[What the exercise asks]
Answer these questions using the passage about family below.
(a) What three words describe the relationship the writer wants with family?
(b) What boots does the writer associate with being 14?
(c) Where does the writer say they end up crying?

[Quoted passage]
-=-=-=-=-

Understand that I just mean to be good, and have a good life, and be okay.
branch: I want my family and I to have a relationship that is respectful; reasonable. Pleasant. Sometimes days this feels achieved for a few moments and other days my dad is a total dick to me again which, god. Something about how my dad can be a dick gives me two unbearable feelings number 1) In that way where you don't really even see your dad much and he frankly doesn't really have the smallest inkling of who you really are inside and what goes on in your daily life yet he speaks to you with a great amount of familiarity which is just viscerally shocking like a hobo on the street suddenly screaming at you for your sins. 2) In that way where it suddenly reverts you to your 14-year-old self with knee-high pleather black platform boots and (more) blemishes and more heartbreak and hormones than a scifi convention (which is basically where I wanted to be more than anything as a teenager; I would have been a queen). But something snaps and you just become this literally-kind-of psychotic 14-year-old you who wants to get violent. And then you cry at work, which, jesus, that place is full of enough drama... somehow.

-=-=-=-=-

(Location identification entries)
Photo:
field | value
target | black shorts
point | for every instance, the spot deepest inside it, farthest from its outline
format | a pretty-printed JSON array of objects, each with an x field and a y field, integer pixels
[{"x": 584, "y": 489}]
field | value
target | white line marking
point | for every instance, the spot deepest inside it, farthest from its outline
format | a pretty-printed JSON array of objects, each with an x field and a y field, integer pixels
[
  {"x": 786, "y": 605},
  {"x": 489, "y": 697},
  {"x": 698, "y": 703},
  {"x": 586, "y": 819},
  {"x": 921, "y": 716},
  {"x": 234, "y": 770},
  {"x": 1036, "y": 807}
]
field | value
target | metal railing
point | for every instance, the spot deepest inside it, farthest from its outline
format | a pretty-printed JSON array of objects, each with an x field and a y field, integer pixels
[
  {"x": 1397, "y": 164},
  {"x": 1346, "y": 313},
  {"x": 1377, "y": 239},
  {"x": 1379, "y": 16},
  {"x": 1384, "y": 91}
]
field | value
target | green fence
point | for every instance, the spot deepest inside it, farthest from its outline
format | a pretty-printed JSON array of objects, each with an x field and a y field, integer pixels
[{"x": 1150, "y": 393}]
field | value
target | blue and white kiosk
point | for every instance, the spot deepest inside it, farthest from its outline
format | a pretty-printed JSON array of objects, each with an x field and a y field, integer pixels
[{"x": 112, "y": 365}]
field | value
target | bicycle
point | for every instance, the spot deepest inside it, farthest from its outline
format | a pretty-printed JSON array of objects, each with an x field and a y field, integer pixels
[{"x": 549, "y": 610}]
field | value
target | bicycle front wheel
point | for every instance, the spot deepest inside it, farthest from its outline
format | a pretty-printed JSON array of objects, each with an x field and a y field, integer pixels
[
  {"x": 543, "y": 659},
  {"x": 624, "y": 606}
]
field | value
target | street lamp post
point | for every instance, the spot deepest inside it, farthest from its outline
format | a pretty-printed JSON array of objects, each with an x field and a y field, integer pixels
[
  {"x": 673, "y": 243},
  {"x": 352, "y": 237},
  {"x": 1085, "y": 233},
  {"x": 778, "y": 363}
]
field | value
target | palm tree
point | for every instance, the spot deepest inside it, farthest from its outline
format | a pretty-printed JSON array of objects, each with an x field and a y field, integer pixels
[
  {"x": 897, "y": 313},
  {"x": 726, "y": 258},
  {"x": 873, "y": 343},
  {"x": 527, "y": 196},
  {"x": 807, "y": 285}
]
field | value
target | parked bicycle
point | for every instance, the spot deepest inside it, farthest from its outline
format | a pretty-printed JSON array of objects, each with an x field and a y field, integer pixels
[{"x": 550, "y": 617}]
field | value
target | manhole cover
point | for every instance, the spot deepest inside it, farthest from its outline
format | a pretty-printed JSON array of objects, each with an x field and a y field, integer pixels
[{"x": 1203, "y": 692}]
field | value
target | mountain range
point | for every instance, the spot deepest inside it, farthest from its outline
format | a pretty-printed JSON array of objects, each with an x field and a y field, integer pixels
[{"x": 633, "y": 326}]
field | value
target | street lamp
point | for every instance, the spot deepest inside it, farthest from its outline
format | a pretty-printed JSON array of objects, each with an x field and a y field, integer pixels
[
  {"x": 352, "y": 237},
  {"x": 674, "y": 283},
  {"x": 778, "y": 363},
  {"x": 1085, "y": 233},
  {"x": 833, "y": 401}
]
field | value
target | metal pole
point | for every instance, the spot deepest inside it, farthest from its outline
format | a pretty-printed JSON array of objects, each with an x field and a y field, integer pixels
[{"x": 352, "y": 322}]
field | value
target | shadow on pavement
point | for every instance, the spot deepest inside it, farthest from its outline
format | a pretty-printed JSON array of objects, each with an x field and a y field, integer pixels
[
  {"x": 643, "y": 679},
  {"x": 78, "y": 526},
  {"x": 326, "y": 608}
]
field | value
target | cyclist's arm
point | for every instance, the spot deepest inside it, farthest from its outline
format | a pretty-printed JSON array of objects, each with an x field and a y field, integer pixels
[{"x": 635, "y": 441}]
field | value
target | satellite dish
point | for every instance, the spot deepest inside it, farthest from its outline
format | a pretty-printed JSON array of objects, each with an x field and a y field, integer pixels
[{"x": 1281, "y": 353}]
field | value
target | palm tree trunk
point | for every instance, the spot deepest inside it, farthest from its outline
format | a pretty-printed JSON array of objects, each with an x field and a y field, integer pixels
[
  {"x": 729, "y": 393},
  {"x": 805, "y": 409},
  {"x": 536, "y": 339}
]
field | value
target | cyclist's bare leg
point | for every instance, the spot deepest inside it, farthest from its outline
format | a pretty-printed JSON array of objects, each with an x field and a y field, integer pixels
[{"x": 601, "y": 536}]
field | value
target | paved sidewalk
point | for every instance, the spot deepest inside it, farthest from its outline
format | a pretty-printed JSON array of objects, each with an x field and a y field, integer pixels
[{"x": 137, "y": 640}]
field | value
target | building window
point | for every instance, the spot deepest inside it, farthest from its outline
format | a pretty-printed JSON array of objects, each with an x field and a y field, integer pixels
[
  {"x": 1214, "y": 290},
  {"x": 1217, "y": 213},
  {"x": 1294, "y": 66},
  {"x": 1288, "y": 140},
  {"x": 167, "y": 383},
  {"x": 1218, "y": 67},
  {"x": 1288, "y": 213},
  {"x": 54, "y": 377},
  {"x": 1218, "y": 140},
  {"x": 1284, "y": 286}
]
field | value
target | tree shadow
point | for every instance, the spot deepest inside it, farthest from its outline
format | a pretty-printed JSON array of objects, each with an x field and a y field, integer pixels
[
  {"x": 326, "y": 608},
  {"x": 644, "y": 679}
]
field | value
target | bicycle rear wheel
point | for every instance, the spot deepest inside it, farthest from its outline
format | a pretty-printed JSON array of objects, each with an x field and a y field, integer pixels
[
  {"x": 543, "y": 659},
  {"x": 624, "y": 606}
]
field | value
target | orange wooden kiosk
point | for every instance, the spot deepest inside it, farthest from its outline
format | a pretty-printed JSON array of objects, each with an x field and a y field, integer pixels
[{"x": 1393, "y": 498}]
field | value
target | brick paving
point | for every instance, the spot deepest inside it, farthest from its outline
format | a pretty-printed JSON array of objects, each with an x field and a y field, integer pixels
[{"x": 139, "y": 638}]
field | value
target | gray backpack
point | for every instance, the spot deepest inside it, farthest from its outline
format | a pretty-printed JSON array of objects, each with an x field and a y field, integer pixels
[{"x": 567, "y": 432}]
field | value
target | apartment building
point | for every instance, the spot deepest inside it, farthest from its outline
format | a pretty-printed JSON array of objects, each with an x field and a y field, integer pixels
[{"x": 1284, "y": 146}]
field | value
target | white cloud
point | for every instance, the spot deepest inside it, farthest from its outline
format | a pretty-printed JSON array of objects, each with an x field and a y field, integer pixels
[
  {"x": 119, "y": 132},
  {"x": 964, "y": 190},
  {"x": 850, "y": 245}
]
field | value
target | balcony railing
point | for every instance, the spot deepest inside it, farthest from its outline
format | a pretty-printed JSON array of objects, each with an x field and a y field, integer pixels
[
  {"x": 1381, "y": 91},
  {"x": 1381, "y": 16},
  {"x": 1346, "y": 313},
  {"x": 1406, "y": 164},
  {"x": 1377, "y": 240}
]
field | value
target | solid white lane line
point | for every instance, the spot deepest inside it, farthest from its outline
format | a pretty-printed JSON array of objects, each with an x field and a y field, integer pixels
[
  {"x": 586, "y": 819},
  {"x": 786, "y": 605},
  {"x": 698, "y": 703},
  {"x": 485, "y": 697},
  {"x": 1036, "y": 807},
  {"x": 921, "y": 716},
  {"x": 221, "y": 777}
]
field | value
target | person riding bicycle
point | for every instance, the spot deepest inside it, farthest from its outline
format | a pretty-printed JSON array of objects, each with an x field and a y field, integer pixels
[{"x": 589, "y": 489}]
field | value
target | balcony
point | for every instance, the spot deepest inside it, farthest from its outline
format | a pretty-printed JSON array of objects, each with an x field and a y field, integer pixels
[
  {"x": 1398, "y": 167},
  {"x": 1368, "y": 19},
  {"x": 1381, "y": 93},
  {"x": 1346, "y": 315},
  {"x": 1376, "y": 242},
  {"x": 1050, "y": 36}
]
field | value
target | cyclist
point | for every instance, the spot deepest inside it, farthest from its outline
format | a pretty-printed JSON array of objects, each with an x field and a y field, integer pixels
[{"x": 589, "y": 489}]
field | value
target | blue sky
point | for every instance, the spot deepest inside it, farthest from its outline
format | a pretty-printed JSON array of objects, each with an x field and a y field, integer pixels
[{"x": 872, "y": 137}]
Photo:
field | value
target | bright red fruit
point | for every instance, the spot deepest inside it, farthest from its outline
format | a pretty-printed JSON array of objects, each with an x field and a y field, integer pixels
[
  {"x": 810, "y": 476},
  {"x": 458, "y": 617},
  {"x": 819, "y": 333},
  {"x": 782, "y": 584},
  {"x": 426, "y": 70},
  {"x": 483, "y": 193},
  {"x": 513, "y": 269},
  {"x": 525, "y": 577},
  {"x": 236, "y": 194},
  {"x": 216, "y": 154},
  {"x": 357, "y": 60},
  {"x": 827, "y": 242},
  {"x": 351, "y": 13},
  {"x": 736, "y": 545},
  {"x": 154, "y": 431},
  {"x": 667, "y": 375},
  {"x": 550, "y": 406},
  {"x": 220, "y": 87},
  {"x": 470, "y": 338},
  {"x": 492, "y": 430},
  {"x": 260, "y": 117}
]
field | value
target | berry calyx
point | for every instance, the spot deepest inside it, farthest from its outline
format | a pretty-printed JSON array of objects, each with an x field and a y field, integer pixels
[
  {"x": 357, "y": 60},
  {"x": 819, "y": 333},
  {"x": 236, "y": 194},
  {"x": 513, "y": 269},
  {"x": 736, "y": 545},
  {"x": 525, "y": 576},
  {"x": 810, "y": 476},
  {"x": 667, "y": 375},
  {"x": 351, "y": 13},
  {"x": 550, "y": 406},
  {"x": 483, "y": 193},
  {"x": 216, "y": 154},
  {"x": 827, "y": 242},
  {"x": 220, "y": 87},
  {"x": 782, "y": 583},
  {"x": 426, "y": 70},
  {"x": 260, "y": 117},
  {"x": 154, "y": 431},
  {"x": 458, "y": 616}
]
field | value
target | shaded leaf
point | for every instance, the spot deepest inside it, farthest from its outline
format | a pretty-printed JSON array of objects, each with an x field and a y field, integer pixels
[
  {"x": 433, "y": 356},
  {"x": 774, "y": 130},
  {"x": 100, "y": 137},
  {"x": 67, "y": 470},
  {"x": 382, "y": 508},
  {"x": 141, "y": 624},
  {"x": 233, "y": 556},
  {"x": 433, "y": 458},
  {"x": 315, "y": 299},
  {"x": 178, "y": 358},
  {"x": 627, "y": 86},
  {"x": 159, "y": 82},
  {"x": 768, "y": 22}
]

-=-=-=-=-

[Full response]
(a) Respectful, reasonable and pleasant.
(b) Knee-high pleather black platform boots.
(c) At work.